Provided text
## Start
On April 23, 2026, Google quietly updated its report-quality-issues page. The change is small in word count and large in consequence: when a spam report you submit triggers a manual action against the reported site, Google will now forward the text of your report to that site’s owner as part of the manual-action notification.
The era of anonymous spam reports is, practically speaking, over. The reporter’s identity is not exposed, but every word you wrote in the submission is.
The exact wording Google added
To comply with regulations, we must send the submission text to the site owner to help them understand the context of a manual action, if one is issued.
Google Search Central, report-quality-issues, last updated 2026-04-23 UTC
Google also strengthened the warning at the top of the form: do not include personally identifying information in your submission. Reports that contain PII risk being discarded outright, both for privacy reasons and because they cannot be safely shared with the recipient.
How we got here — the April 2026 timeline
This change did not arrive in a vacuum. The April 23 clarification is the third entry in a tight ten-day sequence on Google’s Search Central updates feed:
- April 13 — A new spam policy was added for back-button hijacking, slotted under the malicious-practices section.
## End
Dataset excerpt
## Start
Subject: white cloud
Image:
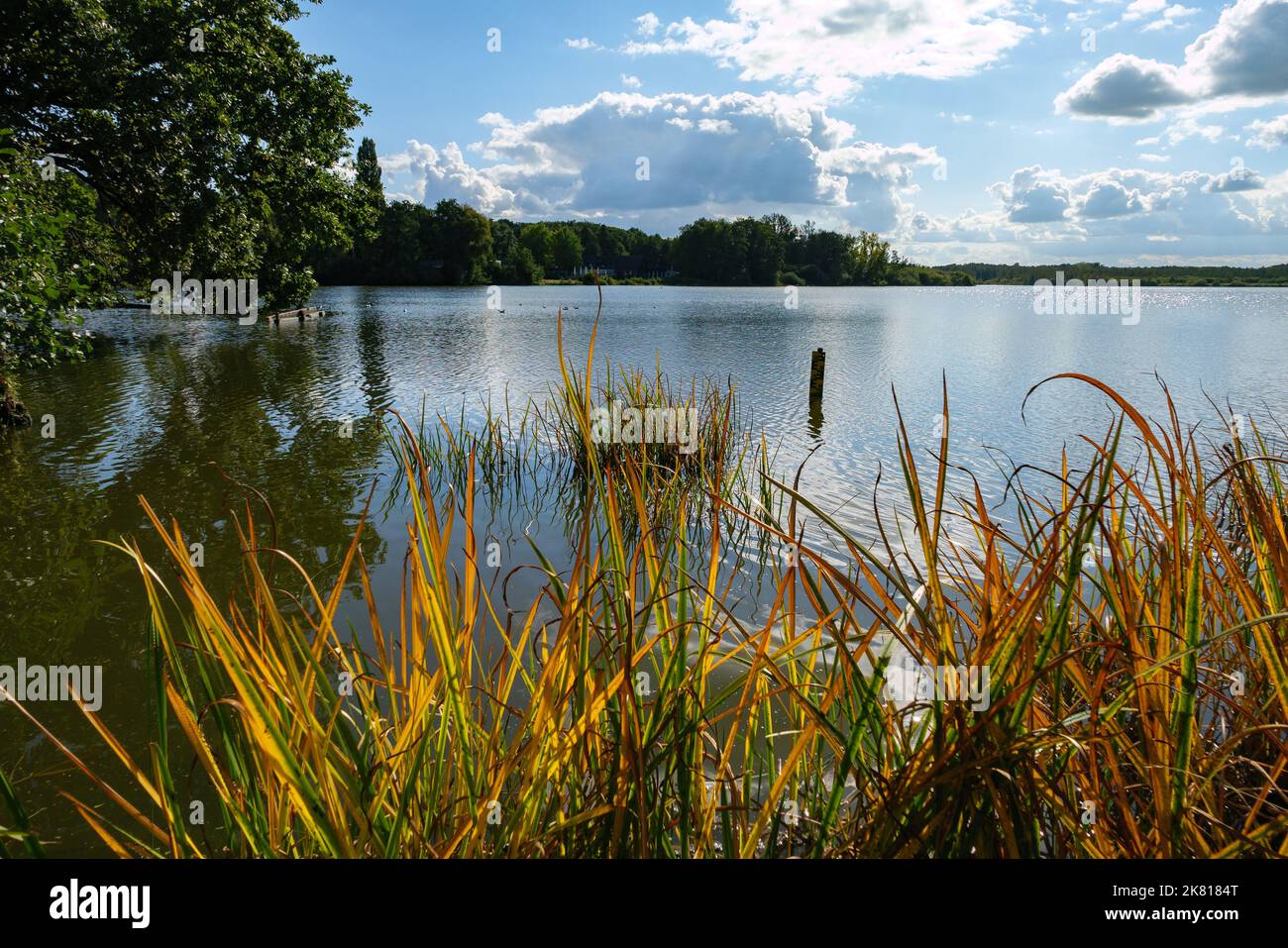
## End
What is needed
Please edit the stretch from "On April 23, 2026, Google" through "the manual-action notification." in the spam-report text, putting "discreetly" in place of "quietly".

Solution to this problem
On April 23, 2026, Google discreetly updated its report-quality-issues page. The change is small in word count and large in consequence: when a spam report you submit triggers a manual action against the reported site, Google will now forward the text of your report to that site’s owner as part of the manual-action notification.